Triste, amarga, rabiosamente alegre por momentos, melancólica, La balada de Cable Hogue se te pega, y me refiero también a la música. ¡Hasta el trotamundos de Hogue y su amada prostituta terminan cantando a dúo!; es la alegría de encontrar el amor dónde y cuándo menos lo esperas. La música es cosa de Jerry Goldsmith
Simbólica también, la que muchos dicen que es la mejor en la filmografía de Sam Peckinpah, en ‘La balada de Cable Hogue’ nos encontramos con un personaje que le exige al mismo Dios que le dé de beber, que «lleva ya cuatro días sin agua que llevarse a la boca» y directamente le culpa de su suerte. Tampoco es tan descabellado, claro, si pensamos que Cable ha sido abandonado en un desierto por sus «estupendos amigos». A pesar de todo, él nunca pierde la fe.

Datos:
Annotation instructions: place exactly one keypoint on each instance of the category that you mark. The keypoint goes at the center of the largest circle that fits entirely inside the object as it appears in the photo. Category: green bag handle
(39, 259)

Objetivo 1:
Indica si cada una de estas afirmaciones coincide con el texto seleccionado, respondiendo sí o no y citando literalmente las palabras del texto que lo deciden: (a) la música de la película es de Jerry Goldsmith; (b) Cable pierde la fe después de ser abandonado en el desierto; (c) Cable lleva una semana sin agua.
Objetivo 2:
Escribe de nuevo el fragmento del texto seleccionado que va desde "Triste, amarga, rabiosamente" hasta "pierde la fe.", ambos incluidos, y pon "páramo" en lugar de "desierto".
Para responder hay que basarse únicamente en el texto seleccionado.

Resultado completo 1:
(a) Sí: "La música es cosa de Jerry Goldsmith".
(b) No: "A pesar de todo, él nunca pierde la fe."
(c) No: "lleva ya cuatro días sin agua que llevarse a la boca".

Resultado completo 2:
Triste, amarga, rabiosamente alegre por momentos, melancólica, La balada de Cable Hogue se te pega, y me refiero también a la música. ¡Hasta el trotamundos de Hogue y su amada prostituta terminan cantando a dúo!; es la alegría de encontrar el amor dónde y cuándo menos lo esperas. La música es cosa de Jerry Goldsmith
Simbólica también, la que muchos dicen que es la mejor en la filmografía de Sam Peckinpah, en ‘La balada de Cable Hogue’ nos encontramos con un personaje que le exige al mismo Dios que le dé de beber, que «lleva ya cuatro días sin agua que llevarse a la boca» y directamente le culpa de su suerte. Tampoco es tan descabellado, claro, si pensamos que Cable ha sido abandonado en un páramo por sus «estupendos amigos». A pesar de todo, él nunca pierde la fe.